- **WHAT THE TASK ASKS**: Reproduce the data below word for word.
--- MATERIAL SUPPLIED ---
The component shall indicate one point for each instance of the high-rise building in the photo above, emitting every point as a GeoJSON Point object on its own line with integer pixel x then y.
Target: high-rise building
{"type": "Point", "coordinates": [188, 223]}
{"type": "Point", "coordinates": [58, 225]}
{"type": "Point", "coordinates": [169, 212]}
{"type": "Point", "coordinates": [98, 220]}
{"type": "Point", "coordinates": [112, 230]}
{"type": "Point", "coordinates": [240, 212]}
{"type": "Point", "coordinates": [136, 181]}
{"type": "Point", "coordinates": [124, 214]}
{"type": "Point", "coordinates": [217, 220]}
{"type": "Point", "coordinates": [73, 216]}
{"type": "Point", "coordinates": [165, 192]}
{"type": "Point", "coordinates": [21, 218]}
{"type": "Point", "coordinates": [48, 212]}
---
- **RESULT OF THIS TASK**:
The component shall indicate one point for each instance of the high-rise building in the photo above, emitting every point as a GeoJSON Point object on its own line with integer pixel x then y.
Target: high-rise building
{"type": "Point", "coordinates": [188, 223]}
{"type": "Point", "coordinates": [58, 225]}
{"type": "Point", "coordinates": [169, 212]}
{"type": "Point", "coordinates": [98, 220]}
{"type": "Point", "coordinates": [112, 230]}
{"type": "Point", "coordinates": [240, 212]}
{"type": "Point", "coordinates": [136, 181]}
{"type": "Point", "coordinates": [124, 214]}
{"type": "Point", "coordinates": [217, 220]}
{"type": "Point", "coordinates": [73, 216]}
{"type": "Point", "coordinates": [165, 192]}
{"type": "Point", "coordinates": [21, 218]}
{"type": "Point", "coordinates": [48, 212]}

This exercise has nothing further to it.